## TRY IT
Exact copy required. Repeat the records, but keep the pictures out.

(Stored records)
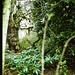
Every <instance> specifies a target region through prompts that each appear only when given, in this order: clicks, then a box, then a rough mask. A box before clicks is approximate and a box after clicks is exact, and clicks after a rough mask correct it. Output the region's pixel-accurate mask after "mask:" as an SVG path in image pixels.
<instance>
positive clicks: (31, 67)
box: [5, 49, 41, 75]
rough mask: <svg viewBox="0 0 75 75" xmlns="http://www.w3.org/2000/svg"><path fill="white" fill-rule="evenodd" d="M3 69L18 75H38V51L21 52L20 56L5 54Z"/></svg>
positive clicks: (25, 50) (40, 58)
mask: <svg viewBox="0 0 75 75" xmlns="http://www.w3.org/2000/svg"><path fill="white" fill-rule="evenodd" d="M5 67H10V69H11V70H12V71H15V72H17V73H18V75H25V74H27V75H38V74H40V72H41V71H40V70H41V68H40V67H41V56H40V51H39V50H38V49H35V50H34V49H30V50H28V51H27V50H23V51H22V52H21V53H20V54H13V53H12V54H9V53H6V64H5Z"/></svg>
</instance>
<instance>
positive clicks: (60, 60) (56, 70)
mask: <svg viewBox="0 0 75 75" xmlns="http://www.w3.org/2000/svg"><path fill="white" fill-rule="evenodd" d="M73 38H75V35H74V36H72V37H70V38H69V39H68V40H67V41H66V43H65V45H64V48H63V52H62V55H61V57H60V60H59V62H58V65H57V68H56V75H58V70H59V68H60V62H62V58H63V56H64V53H65V50H66V48H67V46H68V43H69V42H70V41H71V40H72V39H73Z"/></svg>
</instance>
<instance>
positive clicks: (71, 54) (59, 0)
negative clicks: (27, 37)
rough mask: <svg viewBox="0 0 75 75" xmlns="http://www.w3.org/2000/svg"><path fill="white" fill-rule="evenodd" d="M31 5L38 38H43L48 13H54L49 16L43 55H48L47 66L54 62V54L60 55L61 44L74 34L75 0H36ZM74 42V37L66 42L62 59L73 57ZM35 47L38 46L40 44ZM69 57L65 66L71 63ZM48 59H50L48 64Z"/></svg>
mask: <svg viewBox="0 0 75 75" xmlns="http://www.w3.org/2000/svg"><path fill="white" fill-rule="evenodd" d="M33 6H34V8H33V9H31V11H32V16H33V17H32V20H33V21H34V24H35V31H36V32H37V34H38V37H39V38H40V39H42V38H43V32H44V26H45V23H46V21H47V18H49V14H50V13H54V16H53V17H52V18H51V20H50V21H49V23H48V28H47V36H46V44H45V57H46V56H47V55H48V58H46V61H47V62H46V63H45V65H48V66H49V64H51V63H52V62H54V63H56V60H54V61H53V59H54V58H56V57H55V55H57V56H58V57H60V55H61V52H62V50H63V46H64V44H65V42H66V41H67V39H68V38H69V37H71V36H73V35H75V29H74V28H75V21H74V19H75V11H74V9H75V1H74V0H55V1H53V0H41V1H40V0H36V1H34V2H33ZM74 43H75V39H73V40H71V42H70V43H69V44H68V47H67V50H66V53H65V56H64V59H63V60H67V58H68V56H69V57H70V58H71V57H73V59H74V57H75V50H74V49H75V47H74V46H73V45H74ZM39 44H40V42H38V45H39ZM36 46H37V44H36ZM37 47H38V48H39V47H40V46H37ZM39 49H40V48H39ZM58 51H59V52H58ZM53 57H54V58H53ZM70 58H68V60H67V63H66V66H67V65H68V64H69V63H70V64H72V60H70ZM48 61H50V63H49V64H48ZM54 63H53V64H51V65H50V66H49V67H50V68H52V66H53V65H54ZM73 63H74V61H73ZM66 66H64V68H66ZM69 66H70V65H68V67H69ZM71 66H72V65H71ZM54 67H56V64H55V65H54ZM70 68H71V67H70ZM73 69H74V67H73ZM62 70H63V68H62ZM64 73H65V72H64Z"/></svg>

## RESPONSE FOR THIS EXERCISE
Every <instance> specifies a target region through prompts that each appear only when given, in this order: clicks, then a box, then a rough mask. A box before clicks is approximate and a box after clicks is exact, and clicks after a rough mask correct it. Output the region's pixel-accurate mask after "mask:" as an SVG path in image pixels.
<instance>
positive clicks: (31, 67)
box: [5, 49, 41, 75]
rough mask: <svg viewBox="0 0 75 75" xmlns="http://www.w3.org/2000/svg"><path fill="white" fill-rule="evenodd" d="M3 69L18 75H38V51L21 52L20 56L5 54Z"/></svg>
positive clicks: (25, 50) (40, 58)
mask: <svg viewBox="0 0 75 75" xmlns="http://www.w3.org/2000/svg"><path fill="white" fill-rule="evenodd" d="M5 67H10V69H11V70H12V71H15V72H17V73H18V75H25V74H27V75H38V74H40V72H41V71H40V70H41V68H40V67H41V56H40V51H39V50H38V49H35V50H34V49H30V50H28V51H27V50H23V51H22V52H21V53H20V54H13V53H12V54H9V53H6V64H5Z"/></svg>
</instance>
<instance>
positive clicks: (60, 60) (56, 70)
mask: <svg viewBox="0 0 75 75" xmlns="http://www.w3.org/2000/svg"><path fill="white" fill-rule="evenodd" d="M73 38H75V35H74V36H72V37H70V38H69V39H68V40H67V41H66V43H65V45H64V48H63V52H62V55H61V57H60V60H59V62H58V65H57V68H56V75H58V70H59V68H60V62H62V58H63V56H64V53H65V50H66V48H67V46H68V43H69V42H70V41H71V40H72V39H73Z"/></svg>
</instance>
<instance>
positive clicks: (71, 54) (59, 0)
negative clicks: (27, 37)
rough mask: <svg viewBox="0 0 75 75" xmlns="http://www.w3.org/2000/svg"><path fill="white" fill-rule="evenodd" d="M31 5L38 38H43L48 13H54L49 16L43 55H48L47 66L54 62V54L60 55L61 44L74 34L75 0H36ZM74 42V37L66 42L62 59L73 57ZM35 47L38 46L40 44ZM69 57L65 66L71 63ZM48 59H50L48 64Z"/></svg>
mask: <svg viewBox="0 0 75 75" xmlns="http://www.w3.org/2000/svg"><path fill="white" fill-rule="evenodd" d="M33 6H34V8H33V9H31V11H32V16H33V17H32V20H33V21H34V24H35V31H36V32H37V34H38V37H39V38H40V39H42V38H43V32H44V26H45V23H46V21H47V18H49V14H50V13H54V16H53V17H52V18H51V20H50V21H49V23H48V28H47V36H46V44H45V57H46V56H47V55H48V58H46V61H47V62H46V63H45V65H48V66H49V64H51V63H52V62H54V63H56V60H54V61H53V59H54V58H56V57H55V55H57V56H58V57H60V55H61V52H62V50H63V46H64V44H65V42H66V41H67V39H68V38H69V37H71V36H73V35H75V29H74V28H75V21H74V19H75V11H74V9H75V1H74V0H55V1H53V0H41V1H40V0H36V1H34V2H33ZM74 43H75V39H73V40H71V42H70V43H69V44H68V47H67V50H66V53H65V56H64V59H63V60H67V58H68V56H69V57H70V58H71V57H73V59H74V57H75V50H74V49H75V47H74V46H73V45H74ZM39 44H40V42H38V45H39ZM36 46H37V44H36ZM37 47H38V48H39V47H40V46H37ZM39 49H40V48H39ZM58 51H59V52H58ZM53 57H54V58H53ZM70 58H68V60H67V63H66V66H67V65H68V64H69V63H70V64H72V60H70ZM48 61H50V63H49V64H48ZM54 63H53V64H51V65H50V66H49V67H50V68H52V66H53V65H54ZM73 63H74V61H73ZM66 66H64V68H66ZM69 66H70V65H68V67H69ZM71 66H72V65H71ZM54 67H56V64H55V65H54ZM70 68H71V67H70ZM73 69H74V67H73ZM62 70H63V68H62ZM64 73H65V72H64Z"/></svg>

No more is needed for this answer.